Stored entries
○ ○ ○ ○ ○

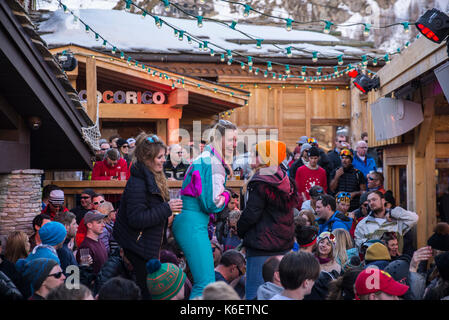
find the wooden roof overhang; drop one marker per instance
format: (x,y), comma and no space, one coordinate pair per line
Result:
(34,86)
(113,74)
(408,71)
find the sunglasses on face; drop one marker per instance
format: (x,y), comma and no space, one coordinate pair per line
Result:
(154,138)
(240,271)
(56,275)
(346,152)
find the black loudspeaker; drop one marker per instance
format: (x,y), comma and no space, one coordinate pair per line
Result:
(442,74)
(394,117)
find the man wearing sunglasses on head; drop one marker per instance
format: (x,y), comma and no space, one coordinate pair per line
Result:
(348,179)
(85,204)
(232,266)
(97,201)
(55,204)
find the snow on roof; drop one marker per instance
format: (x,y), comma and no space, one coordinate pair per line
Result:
(132,33)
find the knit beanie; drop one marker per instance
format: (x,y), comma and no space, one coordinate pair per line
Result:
(442,263)
(306,236)
(120,142)
(52,233)
(440,239)
(314,152)
(56,197)
(272,152)
(377,251)
(165,280)
(37,270)
(304,147)
(363,198)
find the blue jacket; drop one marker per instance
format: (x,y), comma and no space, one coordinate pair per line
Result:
(337,221)
(365,166)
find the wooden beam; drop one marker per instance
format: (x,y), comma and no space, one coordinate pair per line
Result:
(121,67)
(173,131)
(178,98)
(425,127)
(91,88)
(138,111)
(421,56)
(73,75)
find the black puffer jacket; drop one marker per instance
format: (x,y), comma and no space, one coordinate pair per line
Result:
(113,267)
(143,214)
(8,290)
(266,225)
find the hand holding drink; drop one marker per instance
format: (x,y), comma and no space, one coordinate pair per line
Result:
(175,202)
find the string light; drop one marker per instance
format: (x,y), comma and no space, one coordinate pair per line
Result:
(406,26)
(327,27)
(246,11)
(128,6)
(367,29)
(340,60)
(289,24)
(167,5)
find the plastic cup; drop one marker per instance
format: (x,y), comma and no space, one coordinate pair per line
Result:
(175,194)
(84,256)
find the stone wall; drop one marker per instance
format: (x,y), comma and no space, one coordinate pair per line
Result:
(20,200)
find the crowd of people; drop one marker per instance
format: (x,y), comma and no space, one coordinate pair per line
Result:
(312,226)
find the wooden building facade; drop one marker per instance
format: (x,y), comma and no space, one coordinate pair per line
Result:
(416,163)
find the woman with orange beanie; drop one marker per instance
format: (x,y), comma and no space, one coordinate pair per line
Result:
(266,224)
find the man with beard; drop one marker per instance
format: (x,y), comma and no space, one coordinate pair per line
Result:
(85,204)
(348,179)
(381,220)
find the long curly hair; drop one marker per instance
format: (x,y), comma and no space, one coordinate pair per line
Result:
(145,153)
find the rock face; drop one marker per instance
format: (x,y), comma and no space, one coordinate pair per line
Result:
(20,200)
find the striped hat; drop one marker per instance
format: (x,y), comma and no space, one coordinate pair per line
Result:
(164,280)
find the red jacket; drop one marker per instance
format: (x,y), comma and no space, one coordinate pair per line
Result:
(307,178)
(102,171)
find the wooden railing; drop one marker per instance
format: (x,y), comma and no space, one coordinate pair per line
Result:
(73,188)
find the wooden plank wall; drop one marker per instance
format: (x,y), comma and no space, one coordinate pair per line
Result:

○ ○ ○ ○ ○

Goal of the exercise: Transcribe all of the records exactly, without reproducing their pictures.

Your solution:
find the wooden roof overhang; drop one marker per instance
format: (x,y), comma and no space, one coordinate pair per line
Result:
(34,86)
(113,74)
(408,71)
find the sunglasses on face; drop one marker per instance
format: (x,y), comma and no space, one coordinate pair per line
Result:
(154,138)
(240,271)
(56,275)
(346,152)
find the black loudspeaker; drop one marker per instance
format: (x,y), comma and no space, one coordinate pair per line
Result:
(442,74)
(394,117)
find the man wearing sunglasses on head; drop one marker per instance
format: (x,y), comma and no space, one coordinate pair per line
Result:
(348,179)
(85,204)
(232,266)
(97,201)
(55,204)
find the snow on roof; drop one marker per instance
format: (x,y), comma and no space, one coordinate pair per line
Result:
(132,33)
find the knit beanie; drop one marker per instance
format: (x,y), comma and no space, one coordinate pair per line
Result:
(442,263)
(306,236)
(120,142)
(52,233)
(440,239)
(314,152)
(56,197)
(272,152)
(377,251)
(165,280)
(37,270)
(304,147)
(363,198)
find the blue jacket; drop one marker per instance
format: (x,y), comma and no space, one coordinate pair per line
Result:
(337,221)
(365,166)
find the wooden beam; drop one marker per instance
format: (x,y), comma and no space, one coordinate pair per line
Result:
(121,67)
(173,131)
(178,98)
(425,127)
(91,88)
(138,111)
(421,56)
(73,75)
find the black puffer jacket; drop one marker per instance
format: (x,y), comma and no space, one coordinate pair per line
Result:
(113,267)
(143,214)
(8,290)
(266,225)
find the hand holding drink; drop one marker per instance
format: (x,y), comma and no space, one coordinate pair per line
Result:
(175,202)
find the string light; drop one marker per instance
format: (x,y), comma and no space, one coordinate pair per line
Result:
(406,26)
(327,27)
(246,11)
(128,6)
(367,29)
(340,60)
(289,24)
(167,5)
find the plastic cup; drop one marker per instance
format: (x,y), comma and no space, one coordinate pair per line
Result:
(175,194)
(84,256)
find the stone wall; drop one marker per instance
format: (x,y), comma and no space, one coordinate pair per line
Result:
(20,200)
find the crowd of people; drop one marker per instance
format: (x,y), comma and no space, one coordinate pair per line
Result:
(312,226)
find the wooden building facade; drop one marker per instance
format: (x,y), comma and no space, one coordinate pair per line
Result:
(416,163)
find the woman with orange beanie; drop one marker per instance
format: (x,y), comma and no space, one coordinate pair per line
Result:
(266,224)
find the man with beard; drop one marker per instance
format: (x,y), comma and no space, one coordinate pair per line
Result:
(85,204)
(348,179)
(381,220)
find the long curly hair; drop one marker per instance
format: (x,y), comma and no space, one coordinate pair per line
Result:
(145,153)
find the rock face; drop one marker per instance
format: (x,y), comma and no space, one coordinate pair per line
Result:
(20,200)
find the striped hat; drop one marker per instance
format: (x,y), comma and no space, one coordinate pair per line
Result:
(164,280)
find the red jacket; drop one marker per instance
format: (x,y), comma and no space, one coordinate pair per line
Result:
(307,178)
(102,171)
find the wooden railing; drop one marker per instance
format: (x,y), comma and no space, one coordinate pair per line
Result:
(73,188)
find the wooden plank wall; drop one marker per instance
format: (x,y), comma and no space, one coordinate pair per line
Result:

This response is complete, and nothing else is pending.